OBJETIVO DEL EJERCICIO ->
¿Puedes copiar textualmente, del artículo sobre el primer año de preparatoria, el fragmento que comienza con las palabras que contienen "Otra razón importante" y termina con "lo hagamos todos."?

ARTÍCULO ->
Tormenta de noche sobre Culiacán. De día la tormenta la ponemos nosotros.

Tormenta de noche sobre Culiacán. De día la tormenta la ponemos nosotros.
De día, la tormenta la ponemos nosotros.

miércoles, 9 de abril de 2008

Años de Escuela. Primero de preparatoria

Primero de preparatoria
Después de unos días en Culiacán, una vez llegado de Los Ángeles, mi padre, don Arturo, me dijo: – El padre Barraza quiere hablar contigo.– Concerté cita con don José Lorenzo. Al llegar lo saludé en latín: –“Hola padre, qué se ofrece”– Me miró extrañado, aclaré: –Llevé cuatro años en la secundaria de jesuitas.– Bien,– dijo y fue al grano: – Te vi bajar del avión cuando llegaste. Tu comportamiento me extrañó porque es de soberbia y arrogancia. Así ni amigos vas a tener. ¿Por qué? Tu padre no es así y tu madre es dulce y cariñosa con todo el mundo. Vas a empezar tus estudios de profesional ya como un joven adulto y no te conviene esa actitud.– Sabía que el padre Barraza Mota y don Arturo eran amigos y que me aconsejaba con buena intención por lo que acepté la lección y la tarea que me impuso que les aseguro todavía me mantiene ocupado.
Hablaré de la preparatoria como la conocí. Esto es de dos años de estudio después de los tres de secundaria.
No sabría precisar cuál fue la razón de por qué deje de ser el mejor estudiante. Quizás contribuyeron varias circunstancias. Primero, el Tecnológico de Monterrey no me reconoció mis estudios de high school sino como secundaria y no incluyó ninguna materia de preparatoria. Mínimo debí haber entrado a segundo de preparatoria. La consecuencia de volver a cursar trigonometría y álgebra con los mismos textos que me habían dado dieces en high school, le quitó el reto a mis estudios. Así entonces, no era infrecuente que los maestros se fueran durante clases y me dejaran a cargo del grupo y de impartir la lección del día y que invariablemente me sacaran de los exámenes, para evitar me copiaran los compañeros. Sin embargo reconozco que después de cinco años en los EE.UU. no sabía adonde iban los acentos ortográficos y tuve que dedicarme a aprender español, historia de México y otras materias que me faltaban para completar la educación media superior.
Otra razón importante fue que mis amigos y compañeros ya estaban muy adelantados en su trato con las muchachas que buscábamos como amigas o novias y también con las empleadas del comercio del centro de Monterrey que procurábamos para intentar todo lo posible. En esos menesteres yo estaba muy atrasado y tuve que aprender por imitación, como posiblemente lo hagamos todos.

MATERIAL PROPORCIONADO ->
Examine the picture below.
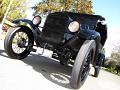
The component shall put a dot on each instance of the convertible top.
(72, 14)
(81, 18)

RESULTADO DEL EJERCICIO ->
Otra razón importante fue que mis amigos y compañeros ya estaban muy adelantados en su trato con las muchachas que buscábamos como amigas o novias y también con las empleadas del comercio del centro de Monterrey que procurábamos para intentar todo lo posible. En esos menesteres yo estaba muy atrasado y tuve que aprender por imitación, como posiblemente lo hagamos todos.